● **GIVEN REQUEST**
Would you retype the records that begin at the line containing "Task: pick out white ceiling, one" and end after the line containing "<point>530,332</point>", leaving the pictures out?

● **Part of a data file**
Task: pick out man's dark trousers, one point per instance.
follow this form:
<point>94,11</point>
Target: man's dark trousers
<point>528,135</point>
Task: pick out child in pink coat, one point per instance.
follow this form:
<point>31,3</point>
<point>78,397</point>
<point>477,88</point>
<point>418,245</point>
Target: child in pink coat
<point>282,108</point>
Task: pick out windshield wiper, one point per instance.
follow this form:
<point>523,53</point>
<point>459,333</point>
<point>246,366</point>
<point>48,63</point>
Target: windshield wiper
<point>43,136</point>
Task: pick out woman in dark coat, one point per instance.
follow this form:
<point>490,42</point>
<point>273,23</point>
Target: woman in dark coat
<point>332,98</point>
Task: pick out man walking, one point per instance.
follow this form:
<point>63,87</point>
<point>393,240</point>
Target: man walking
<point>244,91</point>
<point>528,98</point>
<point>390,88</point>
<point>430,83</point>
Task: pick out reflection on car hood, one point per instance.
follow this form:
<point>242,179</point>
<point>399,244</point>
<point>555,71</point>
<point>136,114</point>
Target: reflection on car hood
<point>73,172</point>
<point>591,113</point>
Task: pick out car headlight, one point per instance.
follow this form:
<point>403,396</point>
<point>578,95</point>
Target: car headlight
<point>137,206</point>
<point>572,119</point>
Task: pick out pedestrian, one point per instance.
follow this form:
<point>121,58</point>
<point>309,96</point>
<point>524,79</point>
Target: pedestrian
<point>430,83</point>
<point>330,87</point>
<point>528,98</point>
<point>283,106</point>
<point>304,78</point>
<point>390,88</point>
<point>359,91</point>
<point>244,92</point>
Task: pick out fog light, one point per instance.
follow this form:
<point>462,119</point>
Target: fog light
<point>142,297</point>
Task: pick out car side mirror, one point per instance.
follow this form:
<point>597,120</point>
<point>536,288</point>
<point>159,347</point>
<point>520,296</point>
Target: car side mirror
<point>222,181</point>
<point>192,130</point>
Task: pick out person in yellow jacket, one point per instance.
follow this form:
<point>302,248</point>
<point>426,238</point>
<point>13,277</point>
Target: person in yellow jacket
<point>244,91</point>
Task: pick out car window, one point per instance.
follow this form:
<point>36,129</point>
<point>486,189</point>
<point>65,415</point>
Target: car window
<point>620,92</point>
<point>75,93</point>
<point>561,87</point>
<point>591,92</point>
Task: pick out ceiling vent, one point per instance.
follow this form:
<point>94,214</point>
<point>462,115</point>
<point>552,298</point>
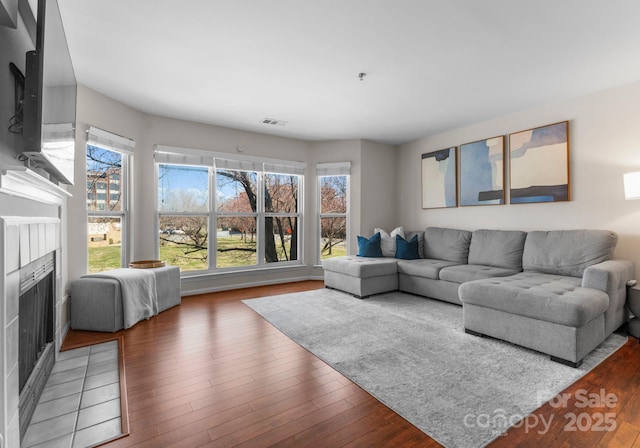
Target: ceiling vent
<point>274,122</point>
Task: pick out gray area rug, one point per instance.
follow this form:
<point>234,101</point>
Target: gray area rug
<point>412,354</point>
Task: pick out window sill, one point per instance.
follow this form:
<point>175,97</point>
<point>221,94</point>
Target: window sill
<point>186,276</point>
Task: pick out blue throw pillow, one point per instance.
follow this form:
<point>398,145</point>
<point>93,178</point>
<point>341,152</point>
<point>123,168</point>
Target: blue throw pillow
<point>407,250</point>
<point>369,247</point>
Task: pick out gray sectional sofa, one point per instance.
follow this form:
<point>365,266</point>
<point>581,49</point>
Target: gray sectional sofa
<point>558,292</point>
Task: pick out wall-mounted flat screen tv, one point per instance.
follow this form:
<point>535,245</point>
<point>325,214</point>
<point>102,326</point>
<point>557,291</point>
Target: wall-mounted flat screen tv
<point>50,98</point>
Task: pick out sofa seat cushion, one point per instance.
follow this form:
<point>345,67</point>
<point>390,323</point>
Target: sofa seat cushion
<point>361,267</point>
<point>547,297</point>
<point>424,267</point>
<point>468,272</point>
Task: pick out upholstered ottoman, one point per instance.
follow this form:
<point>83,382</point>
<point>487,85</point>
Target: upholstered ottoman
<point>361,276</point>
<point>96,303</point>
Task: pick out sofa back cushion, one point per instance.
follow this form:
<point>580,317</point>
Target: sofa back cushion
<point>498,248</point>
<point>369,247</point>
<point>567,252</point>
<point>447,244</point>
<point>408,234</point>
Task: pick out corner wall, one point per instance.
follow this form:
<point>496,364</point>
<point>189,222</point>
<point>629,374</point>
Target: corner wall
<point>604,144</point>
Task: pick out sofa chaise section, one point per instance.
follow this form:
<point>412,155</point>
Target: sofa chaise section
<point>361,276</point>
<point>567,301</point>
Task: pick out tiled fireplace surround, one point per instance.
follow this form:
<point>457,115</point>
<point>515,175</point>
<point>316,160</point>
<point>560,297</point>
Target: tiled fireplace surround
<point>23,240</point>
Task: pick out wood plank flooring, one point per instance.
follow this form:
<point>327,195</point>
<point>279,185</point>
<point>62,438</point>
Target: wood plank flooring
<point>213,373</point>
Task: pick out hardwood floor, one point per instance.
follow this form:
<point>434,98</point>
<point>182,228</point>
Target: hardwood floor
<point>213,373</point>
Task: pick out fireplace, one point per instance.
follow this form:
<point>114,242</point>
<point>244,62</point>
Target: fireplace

...

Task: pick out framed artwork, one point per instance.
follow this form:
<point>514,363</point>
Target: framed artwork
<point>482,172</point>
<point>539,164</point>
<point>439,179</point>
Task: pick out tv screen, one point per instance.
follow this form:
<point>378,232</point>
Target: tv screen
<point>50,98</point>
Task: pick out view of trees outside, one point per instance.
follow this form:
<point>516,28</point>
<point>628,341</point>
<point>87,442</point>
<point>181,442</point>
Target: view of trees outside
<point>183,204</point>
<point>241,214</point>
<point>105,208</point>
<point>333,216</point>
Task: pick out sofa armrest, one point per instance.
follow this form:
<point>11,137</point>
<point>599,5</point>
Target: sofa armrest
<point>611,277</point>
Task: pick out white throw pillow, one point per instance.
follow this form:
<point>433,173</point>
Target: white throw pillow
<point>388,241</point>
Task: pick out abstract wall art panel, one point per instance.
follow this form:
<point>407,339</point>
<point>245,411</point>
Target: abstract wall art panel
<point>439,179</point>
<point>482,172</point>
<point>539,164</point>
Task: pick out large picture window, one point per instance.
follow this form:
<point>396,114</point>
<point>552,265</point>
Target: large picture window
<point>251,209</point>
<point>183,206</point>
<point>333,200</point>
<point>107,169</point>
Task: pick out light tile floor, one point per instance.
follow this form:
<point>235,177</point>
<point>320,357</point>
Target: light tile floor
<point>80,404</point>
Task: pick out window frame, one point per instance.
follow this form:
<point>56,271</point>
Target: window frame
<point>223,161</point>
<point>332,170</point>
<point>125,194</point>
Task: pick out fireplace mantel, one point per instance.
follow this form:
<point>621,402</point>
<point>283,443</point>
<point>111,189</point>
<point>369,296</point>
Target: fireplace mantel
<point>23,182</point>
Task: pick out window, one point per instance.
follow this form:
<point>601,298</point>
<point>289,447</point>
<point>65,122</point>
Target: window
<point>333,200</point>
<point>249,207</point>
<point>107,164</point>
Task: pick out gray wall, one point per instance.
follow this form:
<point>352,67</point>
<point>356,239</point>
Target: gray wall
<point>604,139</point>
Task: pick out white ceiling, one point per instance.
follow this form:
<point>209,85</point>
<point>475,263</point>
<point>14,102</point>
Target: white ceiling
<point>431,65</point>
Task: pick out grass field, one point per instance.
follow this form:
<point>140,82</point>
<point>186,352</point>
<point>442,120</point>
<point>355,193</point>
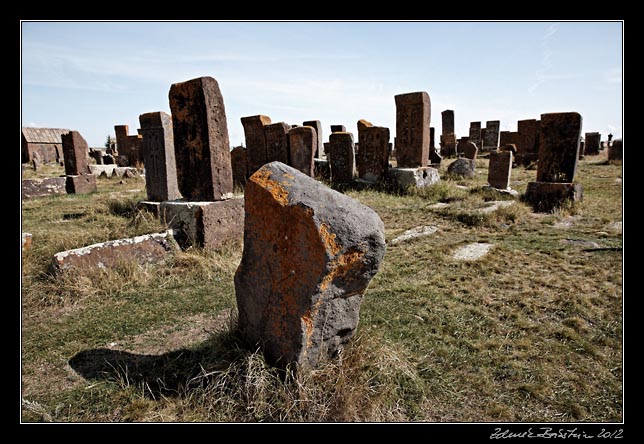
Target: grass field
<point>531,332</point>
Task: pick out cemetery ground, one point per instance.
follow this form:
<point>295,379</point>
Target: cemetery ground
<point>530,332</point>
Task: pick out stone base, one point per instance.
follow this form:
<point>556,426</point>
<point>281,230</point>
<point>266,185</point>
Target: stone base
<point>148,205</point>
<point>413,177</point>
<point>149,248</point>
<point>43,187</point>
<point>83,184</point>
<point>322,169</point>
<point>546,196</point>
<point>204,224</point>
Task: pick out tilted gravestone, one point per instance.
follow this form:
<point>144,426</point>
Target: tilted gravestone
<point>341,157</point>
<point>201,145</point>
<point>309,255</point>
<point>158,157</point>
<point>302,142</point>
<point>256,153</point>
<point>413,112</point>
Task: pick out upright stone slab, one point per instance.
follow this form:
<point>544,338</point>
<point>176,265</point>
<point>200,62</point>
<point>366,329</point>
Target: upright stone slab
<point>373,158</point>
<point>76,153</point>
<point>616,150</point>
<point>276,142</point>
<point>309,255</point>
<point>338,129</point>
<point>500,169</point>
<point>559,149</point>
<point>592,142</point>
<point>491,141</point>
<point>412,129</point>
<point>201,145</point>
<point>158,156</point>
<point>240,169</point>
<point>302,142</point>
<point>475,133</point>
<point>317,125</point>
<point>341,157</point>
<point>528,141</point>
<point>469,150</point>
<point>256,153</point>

● **ANSWER TO THIS PROBLEM**
Task: pick out white ceiling, one point per instance.
follow this form:
<point>209,85</point>
<point>475,263</point>
<point>14,102</point>
Target: white ceiling
<point>431,65</point>
Task: pick out grass field, one point per instance.
follow this form:
<point>140,82</point>
<point>186,352</point>
<point>442,120</point>
<point>355,193</point>
Target: grass field
<point>531,332</point>
Task: pick out cemetery ground, one point per instance.
follow this form:
<point>295,379</point>
Target: cemetery ground
<point>530,332</point>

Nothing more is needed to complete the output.